(Labeled shape records)
------------------------------

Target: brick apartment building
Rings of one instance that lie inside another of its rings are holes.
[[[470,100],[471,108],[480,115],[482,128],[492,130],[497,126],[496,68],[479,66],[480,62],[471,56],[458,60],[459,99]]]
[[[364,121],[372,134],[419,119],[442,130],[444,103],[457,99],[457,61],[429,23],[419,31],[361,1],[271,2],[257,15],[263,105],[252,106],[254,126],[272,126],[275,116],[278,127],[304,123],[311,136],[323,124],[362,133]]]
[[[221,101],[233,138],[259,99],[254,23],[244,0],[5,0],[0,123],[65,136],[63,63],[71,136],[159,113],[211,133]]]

------------------------------

▸ REQUEST
Reproduce the lines of the material above verbatim.

▸ SOLUTION
Target: brick apartment building
Rings of one instance that lie inside another of its rings are holes.
[[[470,100],[471,108],[480,115],[482,128],[492,130],[497,126],[496,68],[479,66],[480,62],[471,56],[458,60],[459,99]]]
[[[364,121],[372,134],[419,119],[442,130],[444,103],[457,99],[457,61],[429,23],[419,31],[361,1],[271,2],[257,15],[263,105],[252,106],[254,126],[272,126],[275,116],[278,127],[304,123],[311,136],[323,124],[362,133]]]
[[[221,101],[233,138],[259,99],[254,23],[244,0],[5,0],[0,123],[65,136],[63,63],[71,136],[159,113],[211,133]]]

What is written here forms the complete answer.